**Passage provided:**
===
Census Data Visualization
As part of our ST-558 coursework, we read census data and plotted variation in enrollment value/population for different years and states. Rstudio was used as a development tool, and the entire project was written in R. This blog post will include my project learnings and what changes I would have made to the project and overall process.
Learnings from the project
Data processing
The data required for the project was obtained the census bureau in the form of .csv files. In the data processing section, I learned how to read data from csv files into a tibble, which can then be processed. During the data processing, I learned how to split a variable into multiple variables to obtain more parameters for analysis. I also learned how to extract and filter only important features from the tibble, as well as how to format some variables, such as dates, to make the dataset more valuable while analyzing it. The project also helped me understand how to visualize the extracted data. We can reach inferences from these plots by comparing and contrasting the values of two different variables.
In terms of technology, I learned how to work with tidyverse library and use select()
, mutate()
, rename()
, pivot_longer()
, as.Date()
, as.numeric()
, substr()
, summarise()
functions of dpylr package. Additionally, the project required us to create R programming functions. I discovered how to write a function with default and optional arguments. This reusable function cleans up the markdown by reducing the amount of redundant code. It also helped me to dig into Regex part for pattern matching in R programming. The project helped me write custom plot function to plot based on class. We exploited UseMethod(“plot”) to determine how the appropriate plotting function works.
===
[Saved data entries]
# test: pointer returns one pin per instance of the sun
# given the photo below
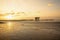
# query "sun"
(9, 17)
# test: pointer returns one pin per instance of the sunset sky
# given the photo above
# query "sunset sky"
(41, 8)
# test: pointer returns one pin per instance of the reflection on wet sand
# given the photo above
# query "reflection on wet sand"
(29, 31)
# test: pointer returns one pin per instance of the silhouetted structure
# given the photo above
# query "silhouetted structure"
(37, 18)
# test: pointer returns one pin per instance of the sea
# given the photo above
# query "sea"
(29, 30)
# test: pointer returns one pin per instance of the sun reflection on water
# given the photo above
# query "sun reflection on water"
(9, 26)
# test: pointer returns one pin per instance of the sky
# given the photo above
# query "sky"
(41, 8)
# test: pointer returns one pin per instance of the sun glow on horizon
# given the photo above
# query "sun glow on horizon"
(9, 17)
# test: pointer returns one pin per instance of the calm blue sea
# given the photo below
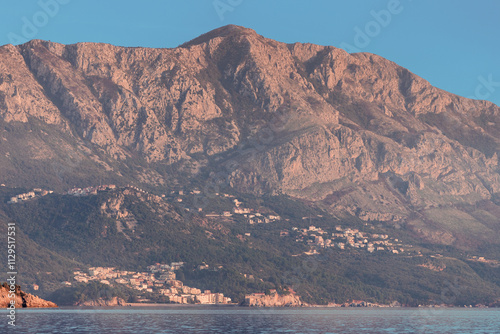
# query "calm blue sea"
(176, 319)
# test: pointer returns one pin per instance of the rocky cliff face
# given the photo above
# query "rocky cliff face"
(23, 299)
(354, 133)
(273, 300)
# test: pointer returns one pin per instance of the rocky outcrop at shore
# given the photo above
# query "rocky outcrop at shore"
(22, 298)
(273, 300)
(115, 301)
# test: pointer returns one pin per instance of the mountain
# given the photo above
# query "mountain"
(350, 135)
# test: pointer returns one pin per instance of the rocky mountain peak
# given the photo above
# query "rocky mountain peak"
(354, 132)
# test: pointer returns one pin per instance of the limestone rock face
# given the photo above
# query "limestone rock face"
(22, 299)
(273, 300)
(114, 301)
(355, 133)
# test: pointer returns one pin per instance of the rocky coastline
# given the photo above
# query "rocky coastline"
(22, 299)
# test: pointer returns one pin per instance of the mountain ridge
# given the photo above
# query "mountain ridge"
(354, 133)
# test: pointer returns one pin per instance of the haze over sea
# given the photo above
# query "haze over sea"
(175, 319)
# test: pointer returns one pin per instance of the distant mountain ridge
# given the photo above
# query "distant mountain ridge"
(352, 133)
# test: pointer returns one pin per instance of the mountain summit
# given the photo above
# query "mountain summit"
(352, 133)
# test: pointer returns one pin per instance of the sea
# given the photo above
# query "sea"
(201, 319)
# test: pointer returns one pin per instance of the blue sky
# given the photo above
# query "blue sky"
(453, 44)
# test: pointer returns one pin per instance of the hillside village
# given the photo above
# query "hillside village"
(159, 279)
(343, 238)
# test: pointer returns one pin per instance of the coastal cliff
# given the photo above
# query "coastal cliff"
(273, 300)
(23, 299)
(115, 301)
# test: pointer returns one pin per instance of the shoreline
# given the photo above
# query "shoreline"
(173, 305)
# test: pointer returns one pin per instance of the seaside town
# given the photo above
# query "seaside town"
(160, 279)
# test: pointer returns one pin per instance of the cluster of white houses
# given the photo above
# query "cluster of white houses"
(90, 190)
(348, 237)
(253, 217)
(160, 279)
(37, 192)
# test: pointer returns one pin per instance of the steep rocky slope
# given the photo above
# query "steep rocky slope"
(354, 133)
(22, 298)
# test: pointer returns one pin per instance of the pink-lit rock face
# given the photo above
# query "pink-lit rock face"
(355, 132)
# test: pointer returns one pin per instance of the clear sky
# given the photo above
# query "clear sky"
(454, 44)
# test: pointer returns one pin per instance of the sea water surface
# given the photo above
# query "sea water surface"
(200, 319)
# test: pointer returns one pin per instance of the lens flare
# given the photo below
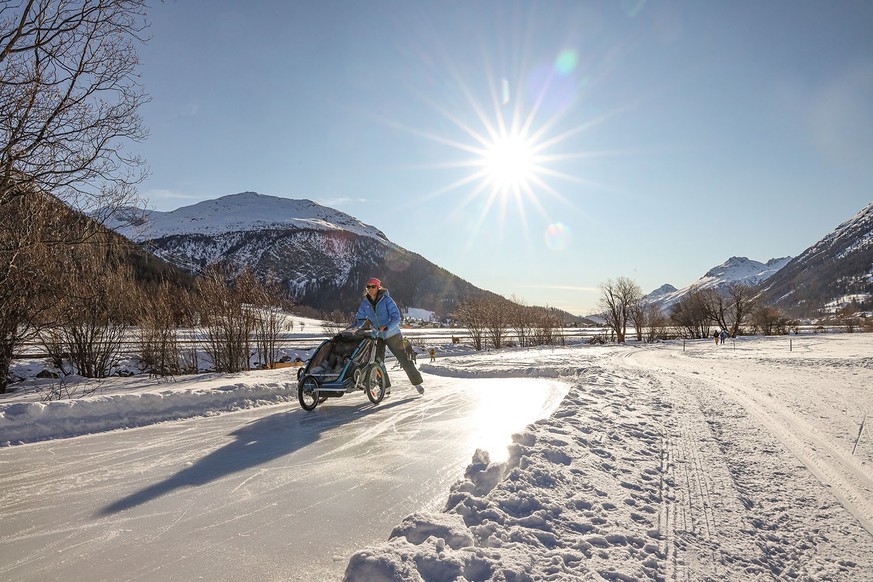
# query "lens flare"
(566, 62)
(557, 236)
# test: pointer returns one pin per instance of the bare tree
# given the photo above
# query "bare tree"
(163, 313)
(227, 325)
(496, 321)
(692, 313)
(770, 320)
(472, 315)
(69, 99)
(68, 103)
(520, 318)
(616, 299)
(90, 320)
(656, 322)
(743, 302)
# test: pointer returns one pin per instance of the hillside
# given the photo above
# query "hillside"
===
**Requirement 1:**
Repeat word for word the part of the census data project post that runs from "Learnings from the" down to "two different variables.".
**Requirement 2:**
Carry on the census data project post, starting right after its last sentence.
The items come from a separate source.

**Exercise result 1:**
Learnings from the project
Data processing
The data required for the project was obtained the census bureau in the form of .csv files. In the data processing section, I learned how to read data from csv files into a tibble, which can then be processed. During the data processing, I learned how to split a variable into multiple variables to obtain more parameters for analysis. I also learned how to extract and filter only important features from the tibble, as well as how to format some variables, such as dates, to make the dataset more valuable while analyzing it. The project also helped me understand how to visualize the extracted data. We can reach inferences from these plots by comparing and contrasting the values of two different variables.

**Exercise result 2:**
Data Visualization
I was able to draw some inferences about the data using customized plot functions by plotting variances in population and year for a specific division or state. For instance, I saw a dramatic decline in the enrollment mean for the Mid-Atlantic division and decided to investigate more to learn more about the unexpected drop.
Project 1 HTML file with details and plots
What you would do differently?
I believe there were numerous approaches we could have taken to read and process the data from the csv file. There were other variables that we eliminated before plotting and visualizing it. We could have pruned the significant variable before analyzing it. We could have divided some of the functions into shorter functions, giving the project more flexibility. We could have set a goal from the start, such as finding a state with an unpredictable spike in enrollment value, and given ourselves some flexibility to move in that direction.
Thank you for reading!